> _操作要求_:
• a. 把词嵌入代码中以“for word_num in range”开头的那段改写成简短的步骤列表，保留其主要内容。
• b. 词嵌入代码写到最后一行就停了，能接着往下续写吗？

> _所给文本_:
___
2.6 More into the details

model.compile(loss='binary_crossentropy', optimizer='adam', metrics=['accuracy'])
model.summary()

num_epochs = 10
model.fit(padded, 
	training_labels_final,
	epochs=num_epoches,
	validation_data=(testing_padded, testing_labels_final))


e = model.layers[0]
weights = e.get_weights()[0]
print(weights.shape)	# (10000, 16)

# 为了可视化 需要 reverse word_index 的 key 和 value
reverse_word_index = dict([(value, key) for (key, value) in word_index.items()])

import io

out_v = io.open('vexs.tsv', 'w', encoding='utf-8')
out_m = io.open('mata.tsv', 'w', encoding='utf-8')

for word_num in range(1, vacab_size):
	word = reverse_word_index[word_num]
	embeddings = weights[word_num]
	out_m.write(word + "\n")
	out_v.write('\t'.join([str(x) for x in embeddings]) + "\n")

out_v.close()
out_m.close()
___
> _记录数据_:
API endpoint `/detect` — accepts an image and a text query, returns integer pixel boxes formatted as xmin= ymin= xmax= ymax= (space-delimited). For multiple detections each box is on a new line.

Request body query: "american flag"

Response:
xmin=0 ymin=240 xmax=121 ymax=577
___
> _已解问题_:
• a.
- 对从 1 到 vacab_size（不含）的每个编号 word_num 依次处理；
- 用 reverse_word_index 查出该编号对应的词 word；
- 取 weights 中该编号对应的一行，作为 embeddings；
- 把 word 加换行符写入 out_m；
- 把 embeddings 的各个值转成字符串，用制表符连接，加换行符后写入 out_v。

• b.
2.7 Notebook for lesson 1

2.8 Remember the sarcasm dataset

重新回到 sarcasm，有点过拟合。

2.9 Building a classifier for the sarcasm

2.10 Let’s talk about the loss function

调整 embedding 的向量长度、每层的参数，等等各种超参数，可以解决一部分过拟合问题。

2.11 Pre-tokenized datasets

可以不自己进行 tokenized，有些数据集已经做好了 Tokenized，但是基于 sub-word 。
在这里插入图片描述

2.12 Diving into the code(part 1)

2.13 Notebook for lesson 3

sub word 训练的结果基本没有效果，二分类概率 50 多，相当于瞎猜。后面会引入 RNN 来解决应该关注序列的哪些位置。
这里的解释是，sub word 没有序列，无法携带对应的信息，需要序列才可以。

3.1 A conversation with Andrew Ng

此前的讨论集中在如何用数字来表述单词，然后对单词进行分类。先是 index 表示一个单词，然后是 embeddings 表示一个单词，继而 embeddings 表示 sub-word。

而单词叠在一起变成句子也就是语言的时候，具体又携带了什么信息？这就需要处理序列。即 RNNs。

3.2 Introduction

以斐波那契数列举例形容 RNN：

There is also an element that’s fed into the function from a previous function.

在这里插入图片描述

3.3 LSTMs

I lived in Ireland, so at school they made me learn how to speak Gaelic.

Gaelic 能够被填空，主要看靠前的 Ireland。这种就需要 LSTM 来处理长短期的信息，主要靠它的 cell state。

3.4 Implementing LSTMs in code

model = tf.keras.Sequential([
	tf.keras.layers.Embedding(tokenizer.vocab_size, 64),
	tf.keras.layers.Bidirectional(tf.keras.layers.LSTM(64)),	# 输出 64，双向，所以参数量 加倍
	tf.keras.layers.Dense(64, activation='relu'),
	tf.keras.layers.Dense(1, activation='sigmoid')
])

在这里插入图片描述
如果要连续用两层，需要设置 return_sequences 为 True，以此来保证第一层的 LSTM 输出与下一层的输入 match。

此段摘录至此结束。